● Given data:
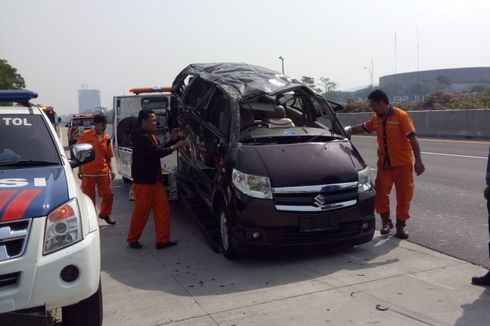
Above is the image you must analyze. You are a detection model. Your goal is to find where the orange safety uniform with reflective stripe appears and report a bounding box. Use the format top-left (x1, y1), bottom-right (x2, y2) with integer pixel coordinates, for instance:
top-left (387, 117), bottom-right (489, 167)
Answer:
top-left (77, 129), bottom-right (114, 216)
top-left (77, 128), bottom-right (114, 175)
top-left (364, 108), bottom-right (415, 167)
top-left (363, 108), bottom-right (415, 221)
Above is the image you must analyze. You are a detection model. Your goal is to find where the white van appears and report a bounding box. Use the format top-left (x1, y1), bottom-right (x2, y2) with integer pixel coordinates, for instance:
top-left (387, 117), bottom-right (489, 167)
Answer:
top-left (113, 87), bottom-right (177, 200)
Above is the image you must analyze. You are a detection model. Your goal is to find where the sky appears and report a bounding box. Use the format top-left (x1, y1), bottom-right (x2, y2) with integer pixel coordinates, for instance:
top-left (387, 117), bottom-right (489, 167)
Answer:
top-left (0, 0), bottom-right (490, 114)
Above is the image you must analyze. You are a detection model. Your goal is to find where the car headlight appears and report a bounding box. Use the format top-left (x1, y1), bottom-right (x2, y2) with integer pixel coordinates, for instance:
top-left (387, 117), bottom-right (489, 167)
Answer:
top-left (231, 169), bottom-right (272, 199)
top-left (43, 198), bottom-right (82, 255)
top-left (357, 167), bottom-right (373, 193)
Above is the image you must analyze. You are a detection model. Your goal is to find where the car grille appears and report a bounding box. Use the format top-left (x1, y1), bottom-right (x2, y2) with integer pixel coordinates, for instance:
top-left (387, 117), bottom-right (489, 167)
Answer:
top-left (0, 272), bottom-right (20, 288)
top-left (0, 220), bottom-right (30, 261)
top-left (273, 182), bottom-right (358, 212)
top-left (266, 221), bottom-right (361, 244)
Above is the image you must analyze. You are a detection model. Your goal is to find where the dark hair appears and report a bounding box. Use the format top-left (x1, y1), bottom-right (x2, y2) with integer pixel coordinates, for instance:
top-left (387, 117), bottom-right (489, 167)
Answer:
top-left (94, 113), bottom-right (107, 123)
top-left (368, 89), bottom-right (390, 104)
top-left (138, 109), bottom-right (155, 127)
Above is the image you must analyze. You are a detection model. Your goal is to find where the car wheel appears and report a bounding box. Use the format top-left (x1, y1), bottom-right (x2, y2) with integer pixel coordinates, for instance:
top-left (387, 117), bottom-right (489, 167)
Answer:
top-left (61, 281), bottom-right (103, 326)
top-left (218, 207), bottom-right (242, 260)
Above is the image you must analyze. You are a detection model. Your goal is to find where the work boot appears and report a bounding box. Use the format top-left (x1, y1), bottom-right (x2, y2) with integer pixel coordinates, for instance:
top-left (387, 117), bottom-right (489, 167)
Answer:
top-left (99, 215), bottom-right (117, 225)
top-left (471, 271), bottom-right (490, 286)
top-left (380, 213), bottom-right (393, 235)
top-left (395, 219), bottom-right (408, 239)
top-left (129, 240), bottom-right (143, 249)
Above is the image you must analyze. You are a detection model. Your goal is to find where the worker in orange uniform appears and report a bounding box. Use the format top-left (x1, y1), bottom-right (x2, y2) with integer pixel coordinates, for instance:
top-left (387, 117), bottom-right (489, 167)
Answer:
top-left (127, 109), bottom-right (186, 249)
top-left (77, 114), bottom-right (116, 224)
top-left (346, 89), bottom-right (425, 239)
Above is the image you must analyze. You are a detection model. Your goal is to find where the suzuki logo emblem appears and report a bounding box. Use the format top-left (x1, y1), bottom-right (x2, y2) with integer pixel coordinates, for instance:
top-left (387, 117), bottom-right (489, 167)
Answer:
top-left (313, 194), bottom-right (326, 207)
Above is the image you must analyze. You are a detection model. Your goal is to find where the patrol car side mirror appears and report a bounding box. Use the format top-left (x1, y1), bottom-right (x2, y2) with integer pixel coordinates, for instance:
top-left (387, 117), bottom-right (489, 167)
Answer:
top-left (69, 144), bottom-right (95, 169)
top-left (344, 126), bottom-right (352, 140)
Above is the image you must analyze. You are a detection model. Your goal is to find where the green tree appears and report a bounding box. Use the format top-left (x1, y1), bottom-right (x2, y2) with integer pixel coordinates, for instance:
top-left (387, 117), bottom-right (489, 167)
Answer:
top-left (301, 76), bottom-right (322, 93)
top-left (320, 77), bottom-right (337, 95)
top-left (0, 59), bottom-right (26, 89)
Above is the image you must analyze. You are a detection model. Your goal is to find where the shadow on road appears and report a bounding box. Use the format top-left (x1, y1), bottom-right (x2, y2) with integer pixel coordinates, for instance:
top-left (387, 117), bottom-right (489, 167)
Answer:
top-left (454, 287), bottom-right (490, 326)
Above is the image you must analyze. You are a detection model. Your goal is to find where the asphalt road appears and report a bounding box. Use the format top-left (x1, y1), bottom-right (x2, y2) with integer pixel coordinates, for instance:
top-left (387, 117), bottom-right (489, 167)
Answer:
top-left (352, 136), bottom-right (490, 268)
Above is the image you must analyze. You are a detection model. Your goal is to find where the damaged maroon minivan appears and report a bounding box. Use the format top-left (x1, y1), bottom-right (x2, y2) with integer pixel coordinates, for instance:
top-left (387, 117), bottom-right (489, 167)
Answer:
top-left (171, 63), bottom-right (375, 259)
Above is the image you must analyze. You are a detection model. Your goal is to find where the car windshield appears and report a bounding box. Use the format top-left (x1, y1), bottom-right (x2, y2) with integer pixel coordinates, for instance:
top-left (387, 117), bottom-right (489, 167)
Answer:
top-left (71, 118), bottom-right (94, 127)
top-left (0, 114), bottom-right (60, 168)
top-left (240, 89), bottom-right (344, 143)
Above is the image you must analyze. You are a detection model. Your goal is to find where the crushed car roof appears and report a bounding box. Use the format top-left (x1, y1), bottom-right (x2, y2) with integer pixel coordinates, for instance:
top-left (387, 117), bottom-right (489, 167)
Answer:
top-left (173, 63), bottom-right (307, 98)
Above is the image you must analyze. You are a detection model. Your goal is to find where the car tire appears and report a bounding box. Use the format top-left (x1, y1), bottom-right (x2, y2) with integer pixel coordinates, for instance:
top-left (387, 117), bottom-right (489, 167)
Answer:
top-left (61, 281), bottom-right (103, 326)
top-left (218, 205), bottom-right (242, 260)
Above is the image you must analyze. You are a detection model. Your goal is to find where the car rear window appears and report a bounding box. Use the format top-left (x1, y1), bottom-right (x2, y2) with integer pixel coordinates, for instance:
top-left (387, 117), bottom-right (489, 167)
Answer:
top-left (0, 114), bottom-right (61, 166)
top-left (141, 97), bottom-right (168, 110)
top-left (71, 118), bottom-right (94, 127)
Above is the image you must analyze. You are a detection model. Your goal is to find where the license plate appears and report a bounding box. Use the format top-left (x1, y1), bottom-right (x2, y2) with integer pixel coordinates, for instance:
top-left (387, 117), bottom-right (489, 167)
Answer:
top-left (299, 216), bottom-right (340, 232)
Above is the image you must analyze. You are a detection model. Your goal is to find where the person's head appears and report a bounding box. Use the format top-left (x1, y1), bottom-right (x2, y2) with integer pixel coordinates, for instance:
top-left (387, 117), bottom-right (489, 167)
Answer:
top-left (368, 89), bottom-right (390, 115)
top-left (138, 109), bottom-right (157, 132)
top-left (94, 113), bottom-right (107, 135)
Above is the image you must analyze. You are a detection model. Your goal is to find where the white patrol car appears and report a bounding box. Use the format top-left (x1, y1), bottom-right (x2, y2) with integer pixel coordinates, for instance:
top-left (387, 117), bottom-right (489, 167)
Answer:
top-left (0, 90), bottom-right (102, 326)
top-left (112, 87), bottom-right (178, 200)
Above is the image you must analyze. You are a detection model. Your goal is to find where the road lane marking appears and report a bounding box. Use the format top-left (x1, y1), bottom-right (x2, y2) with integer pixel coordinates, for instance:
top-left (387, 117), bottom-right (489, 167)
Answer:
top-left (421, 152), bottom-right (488, 160)
top-left (352, 135), bottom-right (490, 145)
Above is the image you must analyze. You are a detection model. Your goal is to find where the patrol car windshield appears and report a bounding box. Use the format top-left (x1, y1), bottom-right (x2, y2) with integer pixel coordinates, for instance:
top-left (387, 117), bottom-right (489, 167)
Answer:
top-left (0, 114), bottom-right (61, 169)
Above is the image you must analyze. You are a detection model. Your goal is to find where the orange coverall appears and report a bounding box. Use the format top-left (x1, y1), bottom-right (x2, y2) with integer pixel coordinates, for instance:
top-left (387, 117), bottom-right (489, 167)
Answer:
top-left (77, 129), bottom-right (114, 216)
top-left (363, 108), bottom-right (415, 221)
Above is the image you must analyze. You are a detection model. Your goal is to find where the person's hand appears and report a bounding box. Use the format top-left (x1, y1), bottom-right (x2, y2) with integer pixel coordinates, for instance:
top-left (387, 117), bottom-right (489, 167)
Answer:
top-left (413, 161), bottom-right (425, 175)
top-left (172, 140), bottom-right (187, 150)
top-left (170, 128), bottom-right (180, 141)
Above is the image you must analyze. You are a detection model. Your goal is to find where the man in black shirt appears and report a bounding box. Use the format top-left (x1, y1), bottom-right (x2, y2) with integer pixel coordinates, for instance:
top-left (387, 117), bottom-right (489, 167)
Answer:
top-left (127, 110), bottom-right (186, 249)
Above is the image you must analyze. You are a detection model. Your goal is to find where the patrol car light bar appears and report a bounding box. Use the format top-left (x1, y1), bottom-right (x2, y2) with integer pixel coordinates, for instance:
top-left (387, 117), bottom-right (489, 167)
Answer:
top-left (129, 86), bottom-right (172, 95)
top-left (0, 89), bottom-right (37, 103)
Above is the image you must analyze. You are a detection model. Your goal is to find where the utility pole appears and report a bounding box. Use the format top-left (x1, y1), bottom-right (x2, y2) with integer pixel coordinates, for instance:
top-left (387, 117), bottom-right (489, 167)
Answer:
top-left (279, 56), bottom-right (284, 75)
top-left (363, 66), bottom-right (373, 88)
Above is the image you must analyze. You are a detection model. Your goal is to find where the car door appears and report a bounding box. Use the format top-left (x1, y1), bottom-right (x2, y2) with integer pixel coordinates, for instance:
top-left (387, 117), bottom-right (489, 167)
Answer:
top-left (178, 77), bottom-right (214, 197)
top-left (196, 88), bottom-right (230, 199)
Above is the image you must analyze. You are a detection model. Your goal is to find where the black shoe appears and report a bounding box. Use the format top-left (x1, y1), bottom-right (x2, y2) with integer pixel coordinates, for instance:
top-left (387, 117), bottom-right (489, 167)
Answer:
top-left (129, 241), bottom-right (143, 249)
top-left (395, 220), bottom-right (408, 239)
top-left (99, 215), bottom-right (117, 225)
top-left (155, 241), bottom-right (178, 249)
top-left (471, 271), bottom-right (490, 286)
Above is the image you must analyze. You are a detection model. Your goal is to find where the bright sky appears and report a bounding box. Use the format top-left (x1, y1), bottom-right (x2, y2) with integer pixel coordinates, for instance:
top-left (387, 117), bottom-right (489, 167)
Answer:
top-left (0, 0), bottom-right (490, 114)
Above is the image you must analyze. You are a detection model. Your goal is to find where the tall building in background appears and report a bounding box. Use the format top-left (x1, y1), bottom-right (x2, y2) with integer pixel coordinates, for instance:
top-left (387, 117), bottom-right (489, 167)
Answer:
top-left (78, 85), bottom-right (100, 114)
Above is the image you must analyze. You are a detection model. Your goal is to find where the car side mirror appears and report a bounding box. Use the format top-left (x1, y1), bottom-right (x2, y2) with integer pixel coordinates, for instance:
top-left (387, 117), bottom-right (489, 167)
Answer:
top-left (344, 126), bottom-right (352, 140)
top-left (69, 144), bottom-right (95, 169)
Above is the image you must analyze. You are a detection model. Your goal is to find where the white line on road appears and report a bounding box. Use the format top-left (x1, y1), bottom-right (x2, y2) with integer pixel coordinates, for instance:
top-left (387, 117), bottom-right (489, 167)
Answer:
top-left (422, 152), bottom-right (488, 160)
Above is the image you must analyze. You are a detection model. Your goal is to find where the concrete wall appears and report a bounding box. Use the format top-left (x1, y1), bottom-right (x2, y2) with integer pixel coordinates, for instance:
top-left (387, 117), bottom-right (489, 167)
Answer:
top-left (337, 109), bottom-right (490, 139)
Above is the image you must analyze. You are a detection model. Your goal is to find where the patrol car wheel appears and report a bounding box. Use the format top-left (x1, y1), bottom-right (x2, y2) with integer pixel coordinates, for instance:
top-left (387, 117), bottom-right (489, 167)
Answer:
top-left (61, 281), bottom-right (103, 326)
top-left (218, 207), bottom-right (242, 260)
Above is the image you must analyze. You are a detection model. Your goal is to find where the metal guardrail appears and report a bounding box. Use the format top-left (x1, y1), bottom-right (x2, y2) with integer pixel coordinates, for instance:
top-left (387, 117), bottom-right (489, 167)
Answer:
top-left (337, 109), bottom-right (490, 139)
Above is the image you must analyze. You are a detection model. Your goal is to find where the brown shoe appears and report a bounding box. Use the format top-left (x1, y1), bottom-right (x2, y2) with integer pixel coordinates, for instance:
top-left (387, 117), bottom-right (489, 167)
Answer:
top-left (395, 220), bottom-right (408, 239)
top-left (379, 213), bottom-right (393, 235)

● Given task: From the records above, extract everything from the line containing "where the asphalt" down to the line containing "top-left (171, 63), bottom-right (375, 259)", including both of those lines, and reproduce it word for word.

● Result of this exercise:
Above is the image you must analyze. You are a detection model. Your goal is to find where the asphalt road appears and report a bounding box. Use the format top-left (x1, y1), bottom-right (x2, y2) with integer pixel coordinates, for instance:
top-left (387, 117), bottom-right (489, 167)
Answer:
top-left (352, 136), bottom-right (490, 268)
Above is the image you must analyze. You are a detection model. Your goal is to find where the damaged maroon minivan appears and report a bounding box. Use the format top-left (x1, y1), bottom-right (x2, y2) with integer pixel coordinates, for instance:
top-left (387, 117), bottom-right (489, 167)
Answer:
top-left (171, 63), bottom-right (375, 259)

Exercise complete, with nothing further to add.